* **RAW RECORDS**:

────────────────

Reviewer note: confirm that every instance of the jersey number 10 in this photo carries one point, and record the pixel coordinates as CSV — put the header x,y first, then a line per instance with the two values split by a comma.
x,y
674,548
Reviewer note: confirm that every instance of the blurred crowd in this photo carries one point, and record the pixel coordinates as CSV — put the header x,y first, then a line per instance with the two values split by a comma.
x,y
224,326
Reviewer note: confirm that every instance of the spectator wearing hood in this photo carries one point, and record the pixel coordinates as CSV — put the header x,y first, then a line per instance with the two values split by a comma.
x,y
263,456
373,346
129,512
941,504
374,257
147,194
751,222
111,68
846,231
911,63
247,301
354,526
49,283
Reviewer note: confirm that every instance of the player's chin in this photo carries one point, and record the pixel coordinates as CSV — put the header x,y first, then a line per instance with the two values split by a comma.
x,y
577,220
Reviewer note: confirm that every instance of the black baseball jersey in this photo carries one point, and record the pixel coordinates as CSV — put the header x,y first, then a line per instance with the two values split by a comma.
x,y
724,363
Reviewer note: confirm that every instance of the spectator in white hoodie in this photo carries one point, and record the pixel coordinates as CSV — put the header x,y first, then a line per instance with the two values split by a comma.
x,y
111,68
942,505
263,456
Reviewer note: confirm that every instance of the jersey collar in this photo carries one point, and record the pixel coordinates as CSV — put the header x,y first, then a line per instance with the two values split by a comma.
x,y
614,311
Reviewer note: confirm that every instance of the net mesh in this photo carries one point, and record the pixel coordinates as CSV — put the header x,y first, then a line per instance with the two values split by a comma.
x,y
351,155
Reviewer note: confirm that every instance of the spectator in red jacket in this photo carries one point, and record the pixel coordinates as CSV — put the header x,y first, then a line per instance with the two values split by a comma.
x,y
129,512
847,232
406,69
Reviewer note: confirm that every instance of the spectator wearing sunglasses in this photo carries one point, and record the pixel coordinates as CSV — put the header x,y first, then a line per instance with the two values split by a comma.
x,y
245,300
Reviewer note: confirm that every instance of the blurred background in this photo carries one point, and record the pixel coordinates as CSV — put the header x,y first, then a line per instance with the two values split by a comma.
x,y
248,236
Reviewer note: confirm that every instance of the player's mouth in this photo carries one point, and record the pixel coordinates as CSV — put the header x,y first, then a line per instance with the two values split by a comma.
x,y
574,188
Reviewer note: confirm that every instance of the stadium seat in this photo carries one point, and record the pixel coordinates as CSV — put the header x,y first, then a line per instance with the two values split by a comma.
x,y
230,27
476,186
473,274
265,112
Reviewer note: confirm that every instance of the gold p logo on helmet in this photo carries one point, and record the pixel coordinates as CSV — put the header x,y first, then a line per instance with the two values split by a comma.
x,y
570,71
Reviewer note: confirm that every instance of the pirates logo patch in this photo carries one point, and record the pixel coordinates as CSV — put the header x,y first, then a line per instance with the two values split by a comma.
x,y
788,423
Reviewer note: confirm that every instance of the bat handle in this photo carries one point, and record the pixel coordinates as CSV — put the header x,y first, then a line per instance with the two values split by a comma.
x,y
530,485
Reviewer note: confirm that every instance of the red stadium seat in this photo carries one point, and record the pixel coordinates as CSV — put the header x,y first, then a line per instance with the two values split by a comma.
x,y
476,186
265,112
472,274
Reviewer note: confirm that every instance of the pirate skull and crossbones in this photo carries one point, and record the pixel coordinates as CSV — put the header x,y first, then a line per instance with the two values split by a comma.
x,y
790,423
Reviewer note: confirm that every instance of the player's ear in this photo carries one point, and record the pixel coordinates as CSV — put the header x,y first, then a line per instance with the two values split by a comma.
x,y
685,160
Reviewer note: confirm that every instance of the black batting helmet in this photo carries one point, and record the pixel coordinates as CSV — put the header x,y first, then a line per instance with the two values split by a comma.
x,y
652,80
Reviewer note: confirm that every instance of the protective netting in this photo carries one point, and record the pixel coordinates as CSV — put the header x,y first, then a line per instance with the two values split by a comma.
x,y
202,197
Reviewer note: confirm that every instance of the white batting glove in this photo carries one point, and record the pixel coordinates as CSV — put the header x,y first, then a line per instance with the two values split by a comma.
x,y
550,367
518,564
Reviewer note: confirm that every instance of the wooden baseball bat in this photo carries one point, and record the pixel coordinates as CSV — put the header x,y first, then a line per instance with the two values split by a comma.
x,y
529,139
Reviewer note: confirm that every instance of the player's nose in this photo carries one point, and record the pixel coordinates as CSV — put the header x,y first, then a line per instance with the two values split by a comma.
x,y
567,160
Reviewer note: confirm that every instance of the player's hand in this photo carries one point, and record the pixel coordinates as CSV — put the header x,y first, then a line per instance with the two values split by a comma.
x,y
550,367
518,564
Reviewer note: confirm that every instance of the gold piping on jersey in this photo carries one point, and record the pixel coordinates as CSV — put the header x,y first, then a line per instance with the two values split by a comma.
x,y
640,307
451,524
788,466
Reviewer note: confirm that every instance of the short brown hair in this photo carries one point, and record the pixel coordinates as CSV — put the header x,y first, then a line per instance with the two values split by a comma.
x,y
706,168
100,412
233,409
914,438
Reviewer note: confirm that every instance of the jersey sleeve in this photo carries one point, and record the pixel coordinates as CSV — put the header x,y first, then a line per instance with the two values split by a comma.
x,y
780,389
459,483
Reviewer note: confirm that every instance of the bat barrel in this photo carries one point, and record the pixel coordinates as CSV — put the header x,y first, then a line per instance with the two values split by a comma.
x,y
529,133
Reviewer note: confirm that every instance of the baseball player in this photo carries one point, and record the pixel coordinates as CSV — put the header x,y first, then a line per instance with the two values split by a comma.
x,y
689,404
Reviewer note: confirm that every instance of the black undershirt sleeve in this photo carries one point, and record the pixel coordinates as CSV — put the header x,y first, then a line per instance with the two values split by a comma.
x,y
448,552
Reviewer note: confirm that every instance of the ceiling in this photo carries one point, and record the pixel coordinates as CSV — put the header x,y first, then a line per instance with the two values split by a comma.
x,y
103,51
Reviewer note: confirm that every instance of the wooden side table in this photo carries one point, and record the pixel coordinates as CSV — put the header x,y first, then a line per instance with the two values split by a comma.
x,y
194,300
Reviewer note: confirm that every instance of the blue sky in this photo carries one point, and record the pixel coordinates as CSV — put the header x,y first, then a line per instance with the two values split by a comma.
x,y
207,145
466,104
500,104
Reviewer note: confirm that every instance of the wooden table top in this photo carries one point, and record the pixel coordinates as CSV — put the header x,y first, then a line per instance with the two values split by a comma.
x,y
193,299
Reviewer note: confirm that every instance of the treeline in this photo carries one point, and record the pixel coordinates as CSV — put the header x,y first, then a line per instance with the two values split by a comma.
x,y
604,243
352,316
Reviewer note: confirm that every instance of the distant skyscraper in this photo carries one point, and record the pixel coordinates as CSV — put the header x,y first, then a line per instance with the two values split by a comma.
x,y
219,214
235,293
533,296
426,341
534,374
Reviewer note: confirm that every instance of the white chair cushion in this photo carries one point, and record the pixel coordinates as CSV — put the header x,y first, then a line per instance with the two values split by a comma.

────────────────

* **WRITTEN TASK**: Take the listing above and write it out again exactly.

* **PROBLEM SOLUTION**:
Reviewer note: confirm that every instance of the jersey number 10 in this photo carries one point, and record the pixel coordinates as CSV — put the header x,y first, then a line per instance with the two values split by a comma.
x,y
674,548
Reviewer note: confirm that every instance of the blurred crowd in this photo carries one point, and record the pixel coordinates as CSV — put the header x,y first, then a line per instance with the two values split by a comma.
x,y
224,326
Reviewer note: confirm that every instance of the spectator wearing hood in this photo carries one point, and record the pixel coordinates as CSV — put the header x,y first, then a line per instance with the two values split by a comma.
x,y
263,456
373,346
129,512
941,504
374,257
147,194
751,222
111,68
846,231
911,63
247,301
354,526
49,283
Reviewer note: confirm that every instance of the player's chin in this photo carries one point, and record the pixel coordinates as CSV — put the header x,y first, then a line per instance with the two values split by a comma.
x,y
577,220
Reviewer note: confirm that every instance of the black baseball jersey in this photo carries one point, and record the pixel coordinates as CSV — put the header x,y first, then a line per instance with the two values split by a comma.
x,y
724,363
Reviewer note: confirm that every instance of the spectator in white hoodie in this photo carries one point, and record the pixel coordinates as CSV — put the header x,y first, then a line per instance with the two values split by a comma.
x,y
111,68
942,505
263,456
Reviewer note: confirm that every instance of the jersey collar in this photo carries one point, and record the pixel coordinates as CSV — put the header x,y first, then a line per instance with the two values split by a comma.
x,y
614,311
Reviewer note: confirm that every instance of the net mesh in this photo carries one point, and record the pixel coordinates as CSV — put the header x,y first, then a line per instance with the two values split by a comma.
x,y
351,155
Reviewer note: confirm that every instance of the spectator in red jacket in this photo carries one point, and record the pixel coordinates as CSV — put the header x,y first, then a line per instance with the two values split by a comma.
x,y
129,512
847,232
406,69
Reviewer note: confirm that every instance of the spectator wearing sunglasses in this photo carries one point, and record the pixel coordinates as CSV — put the header x,y first, then a line per instance with the two values split by a comma.
x,y
245,300
Reviewer note: confirm that every instance of the blurred background in this photo carries one point, and record the pixel coordinates as CSV — put the header x,y first, then a line per instance with the two values split by a comma.
x,y
248,236
Reviewer note: confirm that every instance of the player's mouth in this photo carries one point, and record the pixel coordinates as CSV — put the header x,y first, then a line per instance with the two values split by a comma.
x,y
574,188
Reviewer note: confirm that every instance of the stadium seat in this photo carries one point, and record the pixel coordinates as CSV — put the header x,y first, then a line per instance with the two values split by a comma.
x,y
230,27
476,186
473,274
265,112
Reviewer note: confirm that every instance of the gold p logo on helmet in this photo carries one point, and record the pixel coordinates as CSV — put the header x,y first, then a line per instance with the two values split by a comma.
x,y
570,71
Reviewer note: confirm that every instance of the pirates logo patch in this photo carries one point, and record the pixel coordinates as CSV — put the header x,y first, then a line per instance with the two values split by a comma.
x,y
788,423
Reviewer note: confirm that every instance of the bat handle in this photo carries one point, and record the pixel coordinates as CSV — put the header x,y first, then a line per instance with the two values split by a comma.
x,y
530,485
Reviewer note: confirm that every instance of the red stadium seat in this photo carries one point, and record the pixel coordinates as CSV — put the header x,y first, then a line per instance with the two values split by a comma.
x,y
476,186
265,112
472,274
Reviewer note: confirm that every instance of the pirate skull and crossbones in this photo carries one point, and record the pixel coordinates as CSV — put the header x,y first, then a line per instance with the two values split by a comma.
x,y
790,423
Reviewer note: confirm that every instance of the player's ear in this photo carries one point, and record the pixel coordinates as CSV — put the header x,y first, then a line per instance with the two values split by a comma.
x,y
685,160
Reviewer note: confirm that every instance of the black batting helmet in this photo carries one point, and record the pixel coordinates as CSV — put the header x,y first, then a line per instance with the two values split by a comma.
x,y
652,80
Reviewer note: confirm that every instance of the protective netting in this photo carries one point, and record the pixel coordinates as CSV — put the header x,y first, then a line per instance with the two values split by a comma.
x,y
202,197
Reviewer note: confirm that every instance of the white batting glove in this photo carries one point, and record the pixel coordinates as CSV — put the header x,y first, then a line per instance with the two values split by a comma.
x,y
550,367
518,564
Reviewer note: confirm that every instance of the wooden baseball bat in this photo carries one point, and record the pixel coordinates as CSV — put the header x,y first, then a line per instance with the two values split by a comma.
x,y
529,139
Reviewer note: confirm that every instance of the player's nose in this photo carries one point, and record the pixel coordinates as CSV — put the header x,y first, then a line per instance with the two values split by a comma.
x,y
567,160
Reviewer note: confirm that every instance of the player's hand in this photo carries one point, and record the pixel coordinates as CSV — put the header x,y first, then a line per instance with the two values split by a comma.
x,y
550,367
518,564
Reviewer note: confirm that every instance of the gold piping on jersey in this photo carries one point, and record the pixel coordinates as CSV — put the header x,y first, then a line per instance with the two values split by a comma.
x,y
640,307
451,524
788,466
Reviewer note: confirm that every instance of the short brown hair in this photo carries one point, and record the pixel coordinates as CSV — put the header x,y first, then a line per instance with the two values split by a comma.
x,y
706,168
100,412
233,409
914,438
Reviewer note: confirm that every instance of the jersey sleeve in this photo carries one point, and record the pixel coordinates as CSV — put the header x,y first, then a line per instance with the two values split by a comma.
x,y
780,389
459,483
Reviewer note: confirm that every instance of the bat barrel in this photo carries one point, and record the pixel coordinates as CSV — put the header x,y first, then a line per instance with the two values split by a comma.
x,y
529,133
Reviewer note: confirm that every instance of the baseball player in this photo carries one point, and record the pixel coordinates as CSV — put the header x,y first, then a line per instance with the two values split by a comma.
x,y
689,404
Reviewer note: confirm that every instance of the black undershirt sleeve in this photo carries one point, and record the pixel coordinates as CSV — put the header x,y first, then a line per instance with the two values split by a comma.
x,y
448,552
Reviewer note: confirm that every instance of the ceiling in this photo carries one point, and record the pixel coordinates as CSV — put the header x,y first, then a line per instance with the two values split by a comma.
x,y
103,51
Reviewer note: confirm that every instance of the wooden side table in this photo carries one point, and record the pixel coordinates as CSV — put the header x,y first, then a line per instance with the two values split by a comma.
x,y
194,300
Reviewer note: confirm that every instance of the blue sky in this photo carries one point, and record the pixel coordinates as CSV — put the header x,y first, then a line per instance with the two values split by a comma.
x,y
207,145
466,104
500,104
Reviewer note: confirm that every instance of the wooden table top in this photo carries one point, and record the pixel coordinates as CSV — put the header x,y first, then a line per instance with the two values split by a comma.
x,y
193,299
Reviewer note: confirm that every instance of the treeline in this photo carries one point, and record the pixel coordinates as CSV — put the header x,y first, then a line per instance with the two values split by a comma.
x,y
604,243
352,316
Reviewer note: confirm that every instance of the distant skyscraper in this photo carries one point, and record the pixel coordinates as CSV — put the header x,y first, then a line per instance with the two values split by a comma.
x,y
219,214
235,293
533,296
426,341
534,374
Reviewer note: confirm that every instance of the white chair cushion in this photo carries one point, and record the pixel coordinates as CSV — put the header x,y first, then a line per instance with the two values split by a comma.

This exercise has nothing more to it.